Die Bundesärztekammer hat sich unterdessen als Moderator angeboten. „Wir bieten einen Runden Tisch aller Beteiligten an“, erklärte BÄK-Präsident Frank Ulrich Montgomery auf einer Pressekonferenz in Berlin anlässlich des 120. Deutschen Ärztetages in Freiburg. Zu konkreten Positionen wollte sich die BÄK im Vorfeld dieser Vermittlung nicht äußern. „Wir machen uns keine der bislang diskutierten Positionen zu eigen. Wir wollen erst über die notwendige Struktur sprechen und erst am Ende über die finanzielle Ausgestaltung“, so Montgomery.
Mit am Tisch sollen auch Vertreter von Krankenhausträgern und Krankenkassen sitzen. Auch beim Deutschen Ärztetag sollten sich die Vertrags- und Klinikärzte austauschen. Dort soll ein 16-seitiges Argumentationspapier der BÄK zu den Rahmenbedingungen einer sektorenübergreifenden Versorgung vorgestellt und diskutiert werden.
Für die Notfallversorgung sind die Rettungsdienste, der ärztliche Notdienst der niedergelassenen Ärzte und die Notaufnahmen der Krankenhäuser zuständig. Insbesondere die Notaufnahmen der Krankenhäuser registrieren steigende Patientenzahlen. Sie werden derzeit jährlich von bis zu 25 Millionen Menschen aufgesucht. Dabei kommen offenbar auch viele Leute mit Bagatellerkrankungen. Das geht auf Kosten der tatsächlichen Notfälle.
Streit gibt es zwischen Ärzten, Krankenhäusern und Kassen unter anderem um die Vergütung. Die Kliniken beklagen, sie würden für die Behandlung nicht ausreichend honoriert. Die Deutsche Krankenhausgesellschaft (DKG) spricht von einem Defizit von einer Milliarde Euro. Die Ärzte werfen den Krankenhäusern vor, über die Notaufnahmen ihre Betten zu füllen und Aufgaben zu übernehmen, die auch im Bereich der niedergelassenen Ärzte liegen.

◆ Zu lösende Aufgaben ◆
**A)** Schreiben Sie den Abschnitt des Textes über die Notfallversorgung neu, der mit den Worten „Mit am Tisch“ beginnt und mit „und diskutiert werden.“ endet, und ersetzen Sie darin „Argumentationspapier“ durch „Positionspapier“.
**B)** Setzen Sie den Text über die Notfallversorgung im Anschluss an seinen letzten Satz fort.
Die Einträge stammen aus einer anderen Quelle.

◆ Extrahierte Einträge ◆
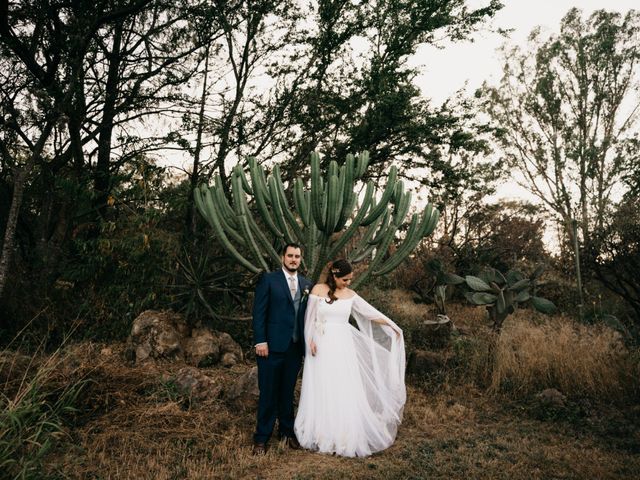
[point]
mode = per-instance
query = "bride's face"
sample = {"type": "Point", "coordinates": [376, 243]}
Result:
{"type": "Point", "coordinates": [344, 282]}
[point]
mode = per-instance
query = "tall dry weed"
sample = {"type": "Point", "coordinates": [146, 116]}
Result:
{"type": "Point", "coordinates": [577, 359]}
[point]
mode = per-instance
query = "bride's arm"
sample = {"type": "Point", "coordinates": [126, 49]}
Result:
{"type": "Point", "coordinates": [310, 323]}
{"type": "Point", "coordinates": [365, 310]}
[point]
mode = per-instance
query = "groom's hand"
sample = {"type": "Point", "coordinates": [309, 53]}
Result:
{"type": "Point", "coordinates": [262, 350]}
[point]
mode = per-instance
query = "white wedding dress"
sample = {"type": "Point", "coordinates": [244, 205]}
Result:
{"type": "Point", "coordinates": [353, 390]}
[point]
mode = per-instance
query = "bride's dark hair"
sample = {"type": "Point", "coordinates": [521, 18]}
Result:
{"type": "Point", "coordinates": [337, 269]}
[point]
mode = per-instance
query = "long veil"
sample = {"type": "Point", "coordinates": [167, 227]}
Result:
{"type": "Point", "coordinates": [380, 355]}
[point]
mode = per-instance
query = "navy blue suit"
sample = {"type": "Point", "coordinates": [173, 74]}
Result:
{"type": "Point", "coordinates": [274, 315]}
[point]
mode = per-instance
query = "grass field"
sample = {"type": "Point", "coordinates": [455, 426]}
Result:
{"type": "Point", "coordinates": [131, 423]}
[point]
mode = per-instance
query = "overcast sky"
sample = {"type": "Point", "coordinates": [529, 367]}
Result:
{"type": "Point", "coordinates": [468, 64]}
{"type": "Point", "coordinates": [445, 71]}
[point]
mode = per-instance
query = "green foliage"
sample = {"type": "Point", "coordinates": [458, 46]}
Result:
{"type": "Point", "coordinates": [33, 418]}
{"type": "Point", "coordinates": [502, 294]}
{"type": "Point", "coordinates": [320, 212]}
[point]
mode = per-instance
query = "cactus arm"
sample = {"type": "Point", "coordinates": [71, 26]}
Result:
{"type": "Point", "coordinates": [212, 206]}
{"type": "Point", "coordinates": [264, 242]}
{"type": "Point", "coordinates": [355, 224]}
{"type": "Point", "coordinates": [379, 207]}
{"type": "Point", "coordinates": [434, 216]}
{"type": "Point", "coordinates": [220, 200]}
{"type": "Point", "coordinates": [219, 231]}
{"type": "Point", "coordinates": [381, 251]}
{"type": "Point", "coordinates": [362, 162]}
{"type": "Point", "coordinates": [348, 196]}
{"type": "Point", "coordinates": [277, 210]}
{"type": "Point", "coordinates": [321, 258]}
{"type": "Point", "coordinates": [361, 255]}
{"type": "Point", "coordinates": [245, 184]}
{"type": "Point", "coordinates": [242, 211]}
{"type": "Point", "coordinates": [411, 240]}
{"type": "Point", "coordinates": [401, 207]}
{"type": "Point", "coordinates": [333, 191]}
{"type": "Point", "coordinates": [300, 202]}
{"type": "Point", "coordinates": [282, 198]}
{"type": "Point", "coordinates": [316, 191]}
{"type": "Point", "coordinates": [384, 227]}
{"type": "Point", "coordinates": [261, 195]}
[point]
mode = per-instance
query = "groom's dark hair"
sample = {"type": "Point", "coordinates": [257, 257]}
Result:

◆ Lösungen ◆
**A)**
Mit am Tisch sollen auch Vertreter von Krankenhausträgern und Krankenkassen sitzen. Auch beim Deutschen Ärztetag sollten sich die Vertrags- und Klinikärzte austauschen. Dort soll ein 16-seitiges Positionspapier der BÄK zu den Rahmenbedingungen einer sektorenübergreifenden Versorgung vorgestellt und diskutiert werden.

**B)**
Erneute Kritik am Marburger Bund
Die Debatte um ein Eckpunktepapier für eine Strukturreform der medizinischen Notfallversorgung des Marburger Bundes (MB) geht heute weiter. Der Vorstand der Kassenärztlichen Vereinigung Baden-Württemberg (KVBW) hat den Plänen, die Notfallversorgung an Krankenhäusern zu konzentrieren, eine Absage erteilt. Der Klinikärzteverband versuche die Notfallversorgung zur eigenen Klientelpolitik zu nutzen, kritisierte Johannes Fechner, stellvertretender Vorstandsvorsitzender der KVBW. Ihm zufolge zeugen die Forderungen des MB nach einer alleinigen Notfallversorgung durch das Krankenhaus von wenig Kenntnis der Strukturen, sowohl der in den Krankenhäusern als auch im niedergelassenen Bereich. „Was sollen wir davon halten, wenn die Krankenhäuser heute bereits eine Arbeitsüberlastung ihrer Ärzte in vielen Bereichen beklagen, der Marburger Bund gleichzeitig aber zusätzliche Aufgaben fordert“, erklärte der stellvertretende Vorstandsvorsitzende.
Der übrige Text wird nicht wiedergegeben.